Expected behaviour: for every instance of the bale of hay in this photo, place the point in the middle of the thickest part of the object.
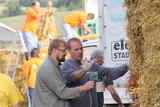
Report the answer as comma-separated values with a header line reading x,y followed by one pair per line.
x,y
143,31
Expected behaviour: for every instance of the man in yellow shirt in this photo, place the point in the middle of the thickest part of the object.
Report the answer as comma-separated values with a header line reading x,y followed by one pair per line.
x,y
30,27
77,19
9,94
31,68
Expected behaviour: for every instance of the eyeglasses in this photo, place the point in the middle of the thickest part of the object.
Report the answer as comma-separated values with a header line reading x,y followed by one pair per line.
x,y
62,50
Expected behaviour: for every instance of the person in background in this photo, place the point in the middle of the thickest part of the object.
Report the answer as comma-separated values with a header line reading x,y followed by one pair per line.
x,y
51,90
30,69
77,19
98,57
76,75
9,94
30,27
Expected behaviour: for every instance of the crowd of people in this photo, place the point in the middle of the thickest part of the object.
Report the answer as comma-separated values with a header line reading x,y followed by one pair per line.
x,y
55,81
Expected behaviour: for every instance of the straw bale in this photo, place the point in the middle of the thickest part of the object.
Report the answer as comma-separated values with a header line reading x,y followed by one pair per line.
x,y
143,31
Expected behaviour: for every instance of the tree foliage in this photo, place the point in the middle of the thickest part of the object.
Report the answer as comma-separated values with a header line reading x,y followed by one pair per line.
x,y
71,4
13,9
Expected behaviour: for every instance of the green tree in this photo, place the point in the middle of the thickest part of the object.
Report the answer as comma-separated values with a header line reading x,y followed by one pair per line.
x,y
26,3
13,9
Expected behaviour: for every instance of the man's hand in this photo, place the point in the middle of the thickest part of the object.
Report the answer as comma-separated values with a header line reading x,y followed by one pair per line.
x,y
86,65
87,86
121,105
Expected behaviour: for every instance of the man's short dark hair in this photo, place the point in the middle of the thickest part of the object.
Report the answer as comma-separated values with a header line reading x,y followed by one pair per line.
x,y
74,39
34,3
91,15
35,52
97,53
55,43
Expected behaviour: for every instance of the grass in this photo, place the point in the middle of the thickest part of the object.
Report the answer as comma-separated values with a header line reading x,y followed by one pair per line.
x,y
16,22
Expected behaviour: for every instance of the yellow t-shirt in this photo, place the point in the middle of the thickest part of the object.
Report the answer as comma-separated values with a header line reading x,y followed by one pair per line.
x,y
76,19
43,53
30,69
31,23
9,94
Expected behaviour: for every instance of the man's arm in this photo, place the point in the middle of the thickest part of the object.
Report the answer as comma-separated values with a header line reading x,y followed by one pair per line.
x,y
113,73
115,95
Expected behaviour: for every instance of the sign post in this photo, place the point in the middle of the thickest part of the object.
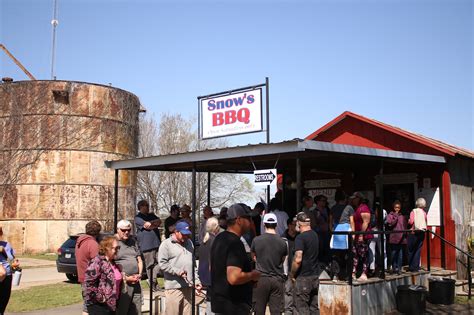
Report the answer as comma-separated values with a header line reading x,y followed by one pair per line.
x,y
234,112
265,177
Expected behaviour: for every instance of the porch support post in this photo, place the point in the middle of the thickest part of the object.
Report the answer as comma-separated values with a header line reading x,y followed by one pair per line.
x,y
298,185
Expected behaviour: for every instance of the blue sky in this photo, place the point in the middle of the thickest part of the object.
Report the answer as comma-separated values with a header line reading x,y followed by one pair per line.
x,y
406,63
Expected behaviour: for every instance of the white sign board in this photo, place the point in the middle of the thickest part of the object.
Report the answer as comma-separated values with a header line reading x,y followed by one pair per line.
x,y
231,114
265,177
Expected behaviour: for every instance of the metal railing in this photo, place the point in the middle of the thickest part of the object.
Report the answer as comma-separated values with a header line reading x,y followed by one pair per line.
x,y
468,256
428,251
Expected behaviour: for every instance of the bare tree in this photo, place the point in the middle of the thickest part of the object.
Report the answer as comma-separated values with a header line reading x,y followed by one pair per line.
x,y
176,134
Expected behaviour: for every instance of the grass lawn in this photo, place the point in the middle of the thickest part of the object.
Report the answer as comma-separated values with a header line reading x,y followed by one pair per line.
x,y
44,297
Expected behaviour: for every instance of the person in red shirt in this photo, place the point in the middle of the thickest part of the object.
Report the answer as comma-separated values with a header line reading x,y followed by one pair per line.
x,y
361,224
86,249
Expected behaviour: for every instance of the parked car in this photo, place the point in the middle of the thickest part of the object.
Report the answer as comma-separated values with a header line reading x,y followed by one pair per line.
x,y
66,261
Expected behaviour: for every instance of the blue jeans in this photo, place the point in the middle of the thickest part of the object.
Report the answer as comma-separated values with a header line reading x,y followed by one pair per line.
x,y
415,242
397,257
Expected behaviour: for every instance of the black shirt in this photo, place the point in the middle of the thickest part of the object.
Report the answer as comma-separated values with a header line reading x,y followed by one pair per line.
x,y
308,242
169,222
204,261
228,250
270,250
257,221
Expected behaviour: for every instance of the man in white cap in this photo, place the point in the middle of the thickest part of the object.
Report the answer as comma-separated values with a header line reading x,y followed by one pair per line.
x,y
269,251
305,267
130,301
175,259
232,276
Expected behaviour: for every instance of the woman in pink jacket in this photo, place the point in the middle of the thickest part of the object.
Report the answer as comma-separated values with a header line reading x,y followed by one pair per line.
x,y
396,221
418,224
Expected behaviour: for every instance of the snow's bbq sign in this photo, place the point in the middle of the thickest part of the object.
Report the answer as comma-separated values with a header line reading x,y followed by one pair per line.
x,y
231,114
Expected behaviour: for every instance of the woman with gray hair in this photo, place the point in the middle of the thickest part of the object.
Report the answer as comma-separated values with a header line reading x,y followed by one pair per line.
x,y
415,239
212,229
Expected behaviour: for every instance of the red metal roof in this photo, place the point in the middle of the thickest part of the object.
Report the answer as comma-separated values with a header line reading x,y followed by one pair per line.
x,y
429,142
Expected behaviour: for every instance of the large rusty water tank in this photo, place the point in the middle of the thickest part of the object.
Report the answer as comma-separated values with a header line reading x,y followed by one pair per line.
x,y
54,139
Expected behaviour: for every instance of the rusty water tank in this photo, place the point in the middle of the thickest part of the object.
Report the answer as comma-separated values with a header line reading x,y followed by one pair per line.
x,y
68,129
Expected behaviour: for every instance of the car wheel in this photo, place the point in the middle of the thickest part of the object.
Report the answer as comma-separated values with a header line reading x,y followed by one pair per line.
x,y
72,277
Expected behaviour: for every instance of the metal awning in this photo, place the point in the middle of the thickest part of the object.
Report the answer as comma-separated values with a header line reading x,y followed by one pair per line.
x,y
244,159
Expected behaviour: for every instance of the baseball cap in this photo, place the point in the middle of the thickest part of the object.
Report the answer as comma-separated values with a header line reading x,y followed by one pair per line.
x,y
183,227
239,210
185,207
270,218
303,217
357,194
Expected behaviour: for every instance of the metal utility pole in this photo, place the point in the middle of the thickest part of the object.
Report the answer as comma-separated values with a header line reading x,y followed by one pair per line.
x,y
18,63
54,23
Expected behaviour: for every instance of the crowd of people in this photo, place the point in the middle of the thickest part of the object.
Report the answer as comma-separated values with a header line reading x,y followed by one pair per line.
x,y
249,258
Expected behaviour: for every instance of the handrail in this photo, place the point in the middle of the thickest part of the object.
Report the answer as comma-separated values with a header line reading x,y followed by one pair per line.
x,y
384,232
451,244
469,257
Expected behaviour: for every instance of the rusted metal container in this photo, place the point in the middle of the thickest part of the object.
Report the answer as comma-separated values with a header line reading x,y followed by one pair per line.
x,y
54,139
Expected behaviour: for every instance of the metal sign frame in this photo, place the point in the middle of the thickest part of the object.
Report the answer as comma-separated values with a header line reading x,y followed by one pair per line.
x,y
235,91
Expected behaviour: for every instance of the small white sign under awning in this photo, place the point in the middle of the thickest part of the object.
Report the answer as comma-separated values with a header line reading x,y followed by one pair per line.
x,y
265,177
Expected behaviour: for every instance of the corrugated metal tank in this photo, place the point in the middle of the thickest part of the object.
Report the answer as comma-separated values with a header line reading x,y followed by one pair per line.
x,y
72,127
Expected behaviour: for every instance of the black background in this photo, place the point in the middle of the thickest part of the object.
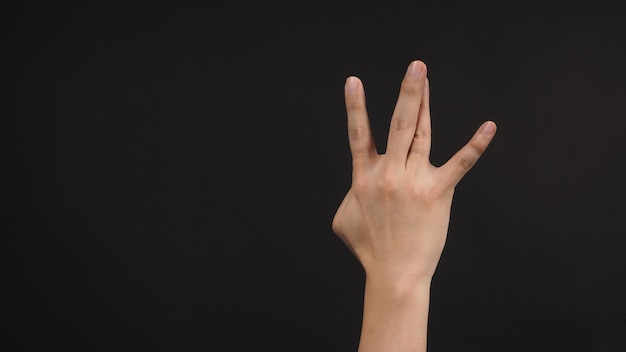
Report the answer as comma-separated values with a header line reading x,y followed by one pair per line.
----------------------------------------
▸ Task directions:
Write out again everything in the entries above from the line containing "Expected behaviour: for every instance of the rusted" down to the last line, omitting the pictures.

▸ Solved exercise:
Expected behaviour: for every instance of the rusted metal container in this photo, place the point in the middle of the thickest part of the object.
Report the answer as comma-separated values with a header line reading x,y followed by one pair per line.
x,y
54,139
Expected behaviour: for every instance of the metal sign frame in this photo, place the point in the middle of the thickest part of the object.
Report the answer as comma-separated values with a header line reading x,y followed by one pair per line.
x,y
235,91
Expected behaviour: for every instance of the small white sign under awning in this photo, place the point in the middle of the thickest part of the object.
Report the answer as comma-separated values with a header line reading x,y followed by one pair per line.
x,y
265,177
Expected behaviour: for every instance of the corrugated metal tank in this photo, place the point in the middle of the thickest part of the object.
Report the answer as comma-separated values with a header line reading x,y followed by one pair per line.
x,y
72,127
Expected behaviour: for every instance of the black background in this photo, place the point in the middle of the thickest part of the object.
Report the answer as comma-separated values with a header line reading x,y followed by one pair per line.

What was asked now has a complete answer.